* MATERIAL
+===+

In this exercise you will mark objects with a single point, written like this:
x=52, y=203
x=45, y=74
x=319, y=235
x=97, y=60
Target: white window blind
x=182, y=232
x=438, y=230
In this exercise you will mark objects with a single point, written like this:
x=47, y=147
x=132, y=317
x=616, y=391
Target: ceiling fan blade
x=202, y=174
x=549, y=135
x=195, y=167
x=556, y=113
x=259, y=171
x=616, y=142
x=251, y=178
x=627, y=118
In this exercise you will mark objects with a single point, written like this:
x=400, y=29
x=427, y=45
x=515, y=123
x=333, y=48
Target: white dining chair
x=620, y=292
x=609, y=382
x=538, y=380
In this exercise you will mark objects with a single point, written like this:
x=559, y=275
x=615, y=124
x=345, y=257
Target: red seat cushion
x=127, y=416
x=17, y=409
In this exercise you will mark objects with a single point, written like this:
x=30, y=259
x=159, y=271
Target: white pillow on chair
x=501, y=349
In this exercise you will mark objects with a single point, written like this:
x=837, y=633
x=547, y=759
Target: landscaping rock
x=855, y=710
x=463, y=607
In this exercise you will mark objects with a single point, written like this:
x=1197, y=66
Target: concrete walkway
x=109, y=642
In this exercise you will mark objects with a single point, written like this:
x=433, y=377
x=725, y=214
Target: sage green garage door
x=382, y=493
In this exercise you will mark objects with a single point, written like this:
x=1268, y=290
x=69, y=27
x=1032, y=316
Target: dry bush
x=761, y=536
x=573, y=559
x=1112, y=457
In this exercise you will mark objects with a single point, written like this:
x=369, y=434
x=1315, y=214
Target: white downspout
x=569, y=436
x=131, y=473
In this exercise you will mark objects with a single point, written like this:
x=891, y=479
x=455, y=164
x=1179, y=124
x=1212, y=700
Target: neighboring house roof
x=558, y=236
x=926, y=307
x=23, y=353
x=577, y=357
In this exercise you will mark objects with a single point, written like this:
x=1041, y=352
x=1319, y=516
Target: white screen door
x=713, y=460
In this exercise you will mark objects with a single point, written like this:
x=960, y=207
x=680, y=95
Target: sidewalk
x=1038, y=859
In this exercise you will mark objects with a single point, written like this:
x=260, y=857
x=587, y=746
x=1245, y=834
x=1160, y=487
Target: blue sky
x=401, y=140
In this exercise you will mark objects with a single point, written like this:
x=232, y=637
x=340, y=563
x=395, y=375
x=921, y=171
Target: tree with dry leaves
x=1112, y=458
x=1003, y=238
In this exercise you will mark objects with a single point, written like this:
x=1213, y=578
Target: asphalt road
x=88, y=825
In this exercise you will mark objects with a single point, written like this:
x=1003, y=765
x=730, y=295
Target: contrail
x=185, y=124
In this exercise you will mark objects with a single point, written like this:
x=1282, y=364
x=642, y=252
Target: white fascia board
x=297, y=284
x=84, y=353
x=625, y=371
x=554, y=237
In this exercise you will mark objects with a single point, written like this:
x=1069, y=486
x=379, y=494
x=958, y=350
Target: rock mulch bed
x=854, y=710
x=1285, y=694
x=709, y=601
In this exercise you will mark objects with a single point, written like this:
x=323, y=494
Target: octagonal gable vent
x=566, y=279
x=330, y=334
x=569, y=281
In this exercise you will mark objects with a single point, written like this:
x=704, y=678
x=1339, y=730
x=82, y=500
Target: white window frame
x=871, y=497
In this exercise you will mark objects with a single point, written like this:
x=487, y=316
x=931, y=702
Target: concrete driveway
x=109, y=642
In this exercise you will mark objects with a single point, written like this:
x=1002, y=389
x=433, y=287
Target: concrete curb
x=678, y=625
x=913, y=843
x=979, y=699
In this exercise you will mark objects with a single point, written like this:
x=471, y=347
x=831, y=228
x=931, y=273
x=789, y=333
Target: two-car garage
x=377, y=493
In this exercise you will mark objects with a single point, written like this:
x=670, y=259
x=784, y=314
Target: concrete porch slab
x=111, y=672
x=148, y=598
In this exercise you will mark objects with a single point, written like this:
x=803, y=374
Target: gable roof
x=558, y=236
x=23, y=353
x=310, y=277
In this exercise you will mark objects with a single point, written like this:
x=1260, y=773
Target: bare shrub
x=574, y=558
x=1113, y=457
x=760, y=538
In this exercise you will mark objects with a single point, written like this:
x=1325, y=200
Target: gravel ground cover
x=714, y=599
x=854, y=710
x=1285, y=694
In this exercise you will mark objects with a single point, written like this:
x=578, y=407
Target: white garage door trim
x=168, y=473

+===+

Reproduce the data verbatim from its first line up to and including the line with "x=501, y=349".

In this exercise you will mark objects with a single point, written like this:
x=52, y=203
x=45, y=74
x=319, y=235
x=97, y=60
Target: white window blind
x=182, y=232
x=438, y=230
In this exercise you will mark objects with a single point, written like this:
x=47, y=147
x=132, y=317
x=616, y=391
Target: ceiling fan blade
x=202, y=174
x=549, y=135
x=195, y=167
x=556, y=113
x=259, y=171
x=616, y=142
x=251, y=178
x=627, y=118
In this exercise you will mark objects with a single point, written like this:
x=400, y=29
x=427, y=45
x=515, y=123
x=333, y=48
Target: white dining chair
x=620, y=292
x=609, y=382
x=538, y=380
In this exercise you will mark objects with a single point, written like this:
x=559, y=275
x=615, y=124
x=345, y=257
Target: red seat cushion
x=127, y=416
x=17, y=409
In this exercise you will mark objects with a single point, written like this:
x=30, y=259
x=159, y=271
Target: white pillow on chair
x=501, y=349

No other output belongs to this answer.